Saved entries
=-=-=-=-=
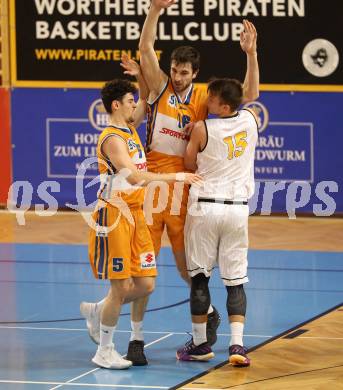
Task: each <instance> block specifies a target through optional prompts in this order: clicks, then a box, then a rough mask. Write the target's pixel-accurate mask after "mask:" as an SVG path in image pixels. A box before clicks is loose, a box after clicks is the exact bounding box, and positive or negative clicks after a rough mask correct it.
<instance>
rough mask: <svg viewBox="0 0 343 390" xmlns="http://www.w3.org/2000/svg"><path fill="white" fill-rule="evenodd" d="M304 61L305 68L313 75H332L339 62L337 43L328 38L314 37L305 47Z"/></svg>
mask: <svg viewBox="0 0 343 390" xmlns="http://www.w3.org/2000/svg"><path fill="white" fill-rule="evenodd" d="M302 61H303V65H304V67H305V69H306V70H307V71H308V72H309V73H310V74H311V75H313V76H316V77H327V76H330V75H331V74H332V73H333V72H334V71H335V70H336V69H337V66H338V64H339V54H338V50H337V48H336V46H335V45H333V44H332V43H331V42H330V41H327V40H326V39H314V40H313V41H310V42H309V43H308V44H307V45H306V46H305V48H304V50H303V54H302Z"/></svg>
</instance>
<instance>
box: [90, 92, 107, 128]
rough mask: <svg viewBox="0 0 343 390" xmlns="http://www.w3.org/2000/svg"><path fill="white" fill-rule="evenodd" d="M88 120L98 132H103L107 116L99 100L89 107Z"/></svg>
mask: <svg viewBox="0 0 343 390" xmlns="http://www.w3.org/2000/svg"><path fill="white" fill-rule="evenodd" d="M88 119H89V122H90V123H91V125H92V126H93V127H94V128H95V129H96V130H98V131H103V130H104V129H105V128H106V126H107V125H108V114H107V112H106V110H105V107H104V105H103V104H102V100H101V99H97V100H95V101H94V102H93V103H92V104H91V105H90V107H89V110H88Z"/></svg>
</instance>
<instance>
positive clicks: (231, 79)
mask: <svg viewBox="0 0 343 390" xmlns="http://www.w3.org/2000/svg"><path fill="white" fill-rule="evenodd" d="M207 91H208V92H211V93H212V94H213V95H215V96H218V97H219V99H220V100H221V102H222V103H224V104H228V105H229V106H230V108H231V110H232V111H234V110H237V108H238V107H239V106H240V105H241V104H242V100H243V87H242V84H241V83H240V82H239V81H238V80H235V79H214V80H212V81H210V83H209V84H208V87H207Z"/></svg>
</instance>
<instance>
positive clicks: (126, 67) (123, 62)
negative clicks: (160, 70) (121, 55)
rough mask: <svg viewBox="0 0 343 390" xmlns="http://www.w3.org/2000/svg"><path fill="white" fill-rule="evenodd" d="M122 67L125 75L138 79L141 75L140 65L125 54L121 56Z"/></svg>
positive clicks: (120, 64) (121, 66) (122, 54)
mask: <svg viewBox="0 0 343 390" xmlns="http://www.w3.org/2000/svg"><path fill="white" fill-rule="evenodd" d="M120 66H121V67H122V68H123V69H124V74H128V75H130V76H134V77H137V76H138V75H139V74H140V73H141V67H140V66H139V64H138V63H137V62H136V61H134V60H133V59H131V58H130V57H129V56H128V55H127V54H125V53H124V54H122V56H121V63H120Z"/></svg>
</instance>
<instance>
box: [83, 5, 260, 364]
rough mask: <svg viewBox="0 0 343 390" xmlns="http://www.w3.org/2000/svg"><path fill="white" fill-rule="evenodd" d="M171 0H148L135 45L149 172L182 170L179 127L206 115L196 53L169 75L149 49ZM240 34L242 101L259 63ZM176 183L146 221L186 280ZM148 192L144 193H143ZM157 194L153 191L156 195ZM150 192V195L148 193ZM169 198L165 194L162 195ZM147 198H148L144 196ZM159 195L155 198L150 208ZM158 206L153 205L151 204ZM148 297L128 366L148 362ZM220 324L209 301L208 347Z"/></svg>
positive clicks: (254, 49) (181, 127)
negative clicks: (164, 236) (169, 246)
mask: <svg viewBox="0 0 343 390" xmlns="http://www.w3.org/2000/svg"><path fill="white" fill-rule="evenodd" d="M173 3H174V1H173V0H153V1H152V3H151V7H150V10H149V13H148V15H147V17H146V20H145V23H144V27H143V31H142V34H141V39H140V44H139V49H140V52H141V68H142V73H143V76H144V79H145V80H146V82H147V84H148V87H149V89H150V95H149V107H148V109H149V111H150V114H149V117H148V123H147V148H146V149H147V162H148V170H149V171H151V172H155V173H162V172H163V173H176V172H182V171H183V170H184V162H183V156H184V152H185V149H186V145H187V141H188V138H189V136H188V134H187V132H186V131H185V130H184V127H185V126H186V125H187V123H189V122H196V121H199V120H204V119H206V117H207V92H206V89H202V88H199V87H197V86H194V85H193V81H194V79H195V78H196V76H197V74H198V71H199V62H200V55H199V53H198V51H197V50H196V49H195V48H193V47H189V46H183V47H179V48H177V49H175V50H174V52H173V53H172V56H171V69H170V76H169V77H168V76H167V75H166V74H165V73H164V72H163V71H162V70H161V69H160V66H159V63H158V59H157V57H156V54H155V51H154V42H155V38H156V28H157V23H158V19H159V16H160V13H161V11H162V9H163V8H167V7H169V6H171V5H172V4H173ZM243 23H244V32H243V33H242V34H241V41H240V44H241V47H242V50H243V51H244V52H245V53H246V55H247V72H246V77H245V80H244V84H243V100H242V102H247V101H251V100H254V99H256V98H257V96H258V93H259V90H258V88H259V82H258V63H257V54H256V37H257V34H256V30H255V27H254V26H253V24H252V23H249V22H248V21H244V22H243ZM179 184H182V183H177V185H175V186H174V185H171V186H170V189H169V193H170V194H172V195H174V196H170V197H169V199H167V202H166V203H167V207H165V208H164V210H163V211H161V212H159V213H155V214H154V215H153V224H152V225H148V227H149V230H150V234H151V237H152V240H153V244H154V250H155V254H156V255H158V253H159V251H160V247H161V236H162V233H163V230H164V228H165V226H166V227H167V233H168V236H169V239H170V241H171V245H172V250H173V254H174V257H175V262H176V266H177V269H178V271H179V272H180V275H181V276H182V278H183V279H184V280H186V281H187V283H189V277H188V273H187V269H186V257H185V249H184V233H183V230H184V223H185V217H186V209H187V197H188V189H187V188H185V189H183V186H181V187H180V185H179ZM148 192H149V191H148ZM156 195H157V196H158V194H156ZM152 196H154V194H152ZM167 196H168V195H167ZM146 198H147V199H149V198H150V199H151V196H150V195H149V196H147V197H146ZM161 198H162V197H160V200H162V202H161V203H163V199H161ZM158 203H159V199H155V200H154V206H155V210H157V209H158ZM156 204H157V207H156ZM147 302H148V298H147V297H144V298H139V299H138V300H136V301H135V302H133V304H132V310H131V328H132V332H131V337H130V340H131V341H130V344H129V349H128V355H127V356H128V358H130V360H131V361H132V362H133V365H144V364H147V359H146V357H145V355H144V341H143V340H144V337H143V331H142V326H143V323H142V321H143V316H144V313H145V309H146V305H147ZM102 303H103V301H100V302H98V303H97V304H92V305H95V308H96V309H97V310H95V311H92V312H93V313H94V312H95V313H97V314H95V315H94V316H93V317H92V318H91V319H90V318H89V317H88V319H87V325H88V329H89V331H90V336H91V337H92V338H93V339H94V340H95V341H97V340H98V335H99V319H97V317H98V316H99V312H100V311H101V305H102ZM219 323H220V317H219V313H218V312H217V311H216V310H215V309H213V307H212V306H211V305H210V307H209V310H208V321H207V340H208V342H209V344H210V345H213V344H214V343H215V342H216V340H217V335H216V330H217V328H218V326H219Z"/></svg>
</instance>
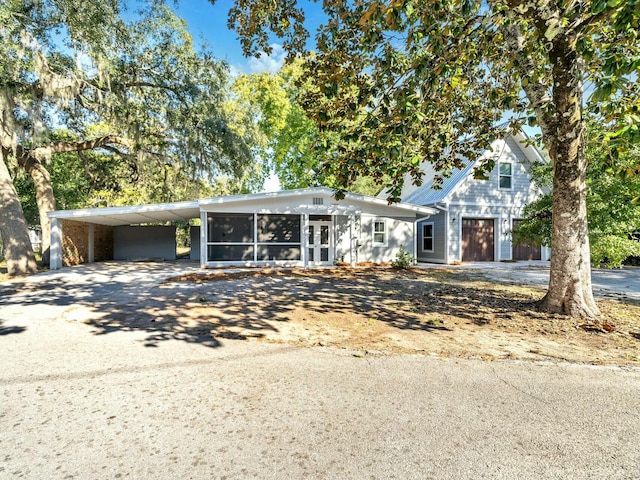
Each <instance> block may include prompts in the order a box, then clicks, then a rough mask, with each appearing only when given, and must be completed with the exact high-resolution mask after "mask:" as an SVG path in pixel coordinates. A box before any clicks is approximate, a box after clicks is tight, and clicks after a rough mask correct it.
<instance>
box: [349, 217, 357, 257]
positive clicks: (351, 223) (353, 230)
=-=-=-=-=
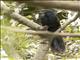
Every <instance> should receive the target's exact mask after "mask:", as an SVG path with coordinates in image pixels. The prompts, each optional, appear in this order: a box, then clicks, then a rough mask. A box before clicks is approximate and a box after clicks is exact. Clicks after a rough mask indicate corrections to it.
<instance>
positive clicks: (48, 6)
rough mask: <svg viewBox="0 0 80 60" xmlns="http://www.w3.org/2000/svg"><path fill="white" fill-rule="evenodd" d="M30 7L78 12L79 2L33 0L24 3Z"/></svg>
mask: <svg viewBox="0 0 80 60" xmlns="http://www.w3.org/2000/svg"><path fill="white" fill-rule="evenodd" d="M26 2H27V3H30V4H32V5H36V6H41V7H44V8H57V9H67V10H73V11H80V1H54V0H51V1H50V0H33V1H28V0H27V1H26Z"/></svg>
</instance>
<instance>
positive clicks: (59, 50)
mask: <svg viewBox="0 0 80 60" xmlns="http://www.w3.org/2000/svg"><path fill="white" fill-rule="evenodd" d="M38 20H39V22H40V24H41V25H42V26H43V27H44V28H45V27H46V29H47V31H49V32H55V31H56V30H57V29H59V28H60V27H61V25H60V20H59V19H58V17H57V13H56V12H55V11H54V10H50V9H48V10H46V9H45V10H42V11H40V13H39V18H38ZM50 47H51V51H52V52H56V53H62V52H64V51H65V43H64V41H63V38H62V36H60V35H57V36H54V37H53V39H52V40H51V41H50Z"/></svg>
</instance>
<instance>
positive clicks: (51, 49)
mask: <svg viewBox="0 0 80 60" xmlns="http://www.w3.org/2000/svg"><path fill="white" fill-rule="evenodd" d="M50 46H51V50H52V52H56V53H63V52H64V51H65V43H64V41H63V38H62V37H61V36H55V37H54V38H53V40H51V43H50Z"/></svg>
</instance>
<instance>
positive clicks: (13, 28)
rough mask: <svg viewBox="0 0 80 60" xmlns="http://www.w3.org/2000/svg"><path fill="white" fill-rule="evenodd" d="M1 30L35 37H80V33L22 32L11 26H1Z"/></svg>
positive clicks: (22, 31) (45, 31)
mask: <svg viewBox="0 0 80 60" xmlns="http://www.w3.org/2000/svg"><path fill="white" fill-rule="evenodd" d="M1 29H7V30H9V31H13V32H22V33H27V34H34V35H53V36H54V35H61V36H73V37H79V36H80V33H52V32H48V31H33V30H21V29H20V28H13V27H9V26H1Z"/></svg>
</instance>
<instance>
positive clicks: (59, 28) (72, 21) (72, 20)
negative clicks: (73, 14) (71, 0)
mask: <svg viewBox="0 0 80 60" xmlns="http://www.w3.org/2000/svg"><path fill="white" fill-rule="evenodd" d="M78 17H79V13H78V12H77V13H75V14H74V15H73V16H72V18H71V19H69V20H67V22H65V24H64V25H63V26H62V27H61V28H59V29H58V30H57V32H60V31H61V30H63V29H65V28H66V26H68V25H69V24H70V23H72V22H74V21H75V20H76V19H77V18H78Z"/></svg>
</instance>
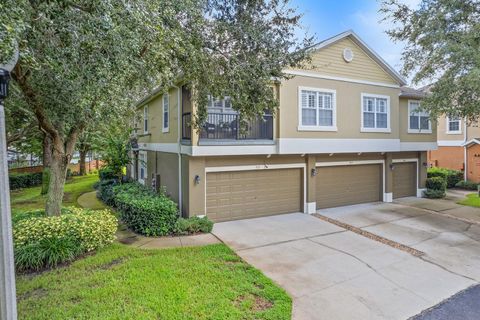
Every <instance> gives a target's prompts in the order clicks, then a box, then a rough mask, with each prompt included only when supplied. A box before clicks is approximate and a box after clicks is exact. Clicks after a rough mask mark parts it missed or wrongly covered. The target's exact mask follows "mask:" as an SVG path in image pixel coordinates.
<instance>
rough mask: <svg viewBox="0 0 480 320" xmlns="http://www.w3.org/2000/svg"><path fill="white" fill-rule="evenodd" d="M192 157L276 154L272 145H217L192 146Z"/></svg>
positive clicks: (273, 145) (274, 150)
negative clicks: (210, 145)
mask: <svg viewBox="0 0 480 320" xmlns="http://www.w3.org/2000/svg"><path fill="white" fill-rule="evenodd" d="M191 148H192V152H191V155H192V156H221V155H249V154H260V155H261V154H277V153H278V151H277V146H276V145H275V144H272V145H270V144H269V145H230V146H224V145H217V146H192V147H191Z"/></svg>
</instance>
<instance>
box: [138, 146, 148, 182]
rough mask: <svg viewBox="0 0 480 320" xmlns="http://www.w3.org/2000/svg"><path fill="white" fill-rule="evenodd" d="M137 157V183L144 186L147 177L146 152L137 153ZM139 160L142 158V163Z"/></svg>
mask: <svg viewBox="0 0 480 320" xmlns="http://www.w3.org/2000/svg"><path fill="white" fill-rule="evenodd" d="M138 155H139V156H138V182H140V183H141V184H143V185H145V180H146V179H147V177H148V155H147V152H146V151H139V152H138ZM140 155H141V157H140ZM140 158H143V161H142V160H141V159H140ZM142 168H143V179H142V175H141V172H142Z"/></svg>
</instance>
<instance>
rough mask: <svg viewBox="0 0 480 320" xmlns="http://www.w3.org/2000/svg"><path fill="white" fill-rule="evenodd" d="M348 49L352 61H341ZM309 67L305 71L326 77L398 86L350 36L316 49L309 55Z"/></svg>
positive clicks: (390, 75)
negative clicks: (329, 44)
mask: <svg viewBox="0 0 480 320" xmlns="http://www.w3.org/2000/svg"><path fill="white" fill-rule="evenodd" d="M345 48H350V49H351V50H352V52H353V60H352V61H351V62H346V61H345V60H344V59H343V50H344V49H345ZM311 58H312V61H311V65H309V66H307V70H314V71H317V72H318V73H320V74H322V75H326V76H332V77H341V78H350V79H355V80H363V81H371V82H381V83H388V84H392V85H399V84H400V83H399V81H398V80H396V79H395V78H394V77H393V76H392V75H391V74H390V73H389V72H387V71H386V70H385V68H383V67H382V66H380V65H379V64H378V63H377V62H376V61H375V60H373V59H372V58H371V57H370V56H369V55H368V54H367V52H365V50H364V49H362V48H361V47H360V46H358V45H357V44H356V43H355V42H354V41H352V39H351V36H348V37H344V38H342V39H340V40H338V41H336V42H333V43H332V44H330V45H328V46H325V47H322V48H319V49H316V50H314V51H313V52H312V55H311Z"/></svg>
=-=-=-=-=
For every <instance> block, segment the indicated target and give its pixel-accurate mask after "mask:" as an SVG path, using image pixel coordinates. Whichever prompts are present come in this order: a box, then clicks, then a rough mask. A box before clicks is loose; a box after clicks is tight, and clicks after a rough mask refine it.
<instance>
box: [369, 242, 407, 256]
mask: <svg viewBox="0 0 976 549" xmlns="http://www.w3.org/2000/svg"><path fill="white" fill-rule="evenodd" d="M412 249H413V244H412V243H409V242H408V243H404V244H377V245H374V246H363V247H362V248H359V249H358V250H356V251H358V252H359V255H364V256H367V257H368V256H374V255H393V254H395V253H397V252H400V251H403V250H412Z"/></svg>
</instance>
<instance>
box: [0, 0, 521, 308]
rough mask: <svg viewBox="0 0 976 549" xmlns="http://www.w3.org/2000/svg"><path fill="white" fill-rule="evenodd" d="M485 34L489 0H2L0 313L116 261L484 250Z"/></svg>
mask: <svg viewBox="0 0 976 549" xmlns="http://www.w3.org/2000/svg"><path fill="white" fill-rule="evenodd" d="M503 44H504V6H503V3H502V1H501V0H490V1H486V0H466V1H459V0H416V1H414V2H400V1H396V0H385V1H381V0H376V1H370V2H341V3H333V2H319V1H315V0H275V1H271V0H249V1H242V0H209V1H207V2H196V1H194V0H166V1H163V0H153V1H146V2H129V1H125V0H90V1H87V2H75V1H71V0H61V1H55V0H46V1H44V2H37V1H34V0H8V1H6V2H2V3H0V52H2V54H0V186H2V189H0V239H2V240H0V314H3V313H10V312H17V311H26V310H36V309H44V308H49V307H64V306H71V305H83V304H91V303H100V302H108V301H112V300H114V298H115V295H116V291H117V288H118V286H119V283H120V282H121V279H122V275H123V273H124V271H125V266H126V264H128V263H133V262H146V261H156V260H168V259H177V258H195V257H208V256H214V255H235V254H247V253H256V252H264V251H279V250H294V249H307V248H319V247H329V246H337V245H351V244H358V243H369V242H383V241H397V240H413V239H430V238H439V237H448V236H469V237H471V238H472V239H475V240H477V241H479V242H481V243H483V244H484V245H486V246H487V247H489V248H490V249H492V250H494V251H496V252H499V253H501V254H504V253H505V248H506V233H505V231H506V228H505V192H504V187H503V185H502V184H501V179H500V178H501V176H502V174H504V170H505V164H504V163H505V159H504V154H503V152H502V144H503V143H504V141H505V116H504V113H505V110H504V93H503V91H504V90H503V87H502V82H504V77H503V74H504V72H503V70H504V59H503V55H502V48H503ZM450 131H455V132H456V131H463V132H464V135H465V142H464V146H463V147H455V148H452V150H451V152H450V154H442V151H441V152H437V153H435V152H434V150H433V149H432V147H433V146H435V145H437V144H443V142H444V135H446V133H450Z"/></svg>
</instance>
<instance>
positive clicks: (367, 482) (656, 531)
=-=-=-=-=
Request
Pick out each line of the data above that contains the string "negative", and copy those lines.

Exercise solution
Task: each <instance> block specifies a target through optional prompts in this order: clicks, then a box, then a rough mask. Write the target's pixel-accurate mask after "mask:" as an SVG path in image pixels. A box before clicks is loose, a box after clicks is the exact bounding box, and positive or negative clicks after a rough mask correct it.
negative clicks: (160, 70) (121, 55)
negative clicks: (164, 236) (169, 246)
negative clicks: (73, 14) (71, 0)
negative clicks: (210, 145)
negative clicks: (329, 44)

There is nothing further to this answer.